I didn’t have all that much interest in seeing the new movie, The Interview, before the latest controversial threat, seemingly coming from North Korea, that anyone is goes to see the film faces consequences similar to what happened on September 11th, 2001. The film comedically explores the idea that two US citizens traveling abroad could assassinate North Korean leader Kim Jong-Un, and in the fallout controversy, Sony Pictures’ computer system itself was attacked and hacked, and private emails and information was leaked to the press.
The Sony company is based in Japan, and the studio portion of the company have decided not to release the film anywhere in Japan, citing Japanese citizens who are currently being held in North Korea, and Seth Grogan, one of the films stars, has cancelled his press promotional tour for the next few days.
This whole fiasco reminds me of the controversy over the freedom of creative expression. Books such as Ulysses, by James Joyce, and To Kill A Mockingbird, by Harper Lee, have been banned in the past in an attempt to keep people from being exposed to ideas or expressions of ideas that challenge the norm. This is, in all likelihood, a forgettable spoof that would have otherwise disappeared shortly after its release, but it’s now garnering more attention than it would have otherwise, simply because the North Koreans take even a comedic attack on their leader as a serious provocation. My mind casts back to the time when Salmon Rushdie’s life from the Ayatollah of Iran for writing a book called, Satanic Verses.
I think we must work to retain the right to artistic freedom as one of the most fundamental, basic, and important freedoms we have.

- **THE PROBLEM**: Using the commentary on The Interview, decide whether each statement agrees with it: (a) The writer was already very interested in seeing the film before the threat. (b) The studio chose not to release the film in Japan. (c) Private emails from Sony Pictures were leaked to the press. For each, give yes or no along with the text's deciding words.

(Records from a data collection)
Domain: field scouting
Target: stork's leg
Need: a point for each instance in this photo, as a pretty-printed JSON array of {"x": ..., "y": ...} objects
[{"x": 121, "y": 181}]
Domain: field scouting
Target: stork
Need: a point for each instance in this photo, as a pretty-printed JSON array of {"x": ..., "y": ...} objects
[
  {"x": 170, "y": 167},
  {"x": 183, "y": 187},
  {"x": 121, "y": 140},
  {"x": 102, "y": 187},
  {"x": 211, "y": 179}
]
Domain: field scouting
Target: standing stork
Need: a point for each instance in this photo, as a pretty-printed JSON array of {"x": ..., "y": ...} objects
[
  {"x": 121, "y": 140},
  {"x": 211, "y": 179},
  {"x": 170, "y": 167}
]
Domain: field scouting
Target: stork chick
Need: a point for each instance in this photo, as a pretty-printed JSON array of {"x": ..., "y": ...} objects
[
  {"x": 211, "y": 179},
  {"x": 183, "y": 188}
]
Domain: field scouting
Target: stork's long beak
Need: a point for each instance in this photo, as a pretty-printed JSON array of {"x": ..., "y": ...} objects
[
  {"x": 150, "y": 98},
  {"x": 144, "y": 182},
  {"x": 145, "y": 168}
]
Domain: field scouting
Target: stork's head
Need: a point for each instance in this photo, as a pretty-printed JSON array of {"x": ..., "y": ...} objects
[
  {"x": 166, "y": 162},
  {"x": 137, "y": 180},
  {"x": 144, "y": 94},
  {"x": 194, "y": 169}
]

- **ANSWER TO THIS EXERCISE**:
(a) No: "I didn’t have all that much interest in seeing the new movie, The Interview"
(b) Yes: "the studio portion of the company have decided not to release the film anywhere in Japan"
(c) Yes: "private emails and information was leaked to the press"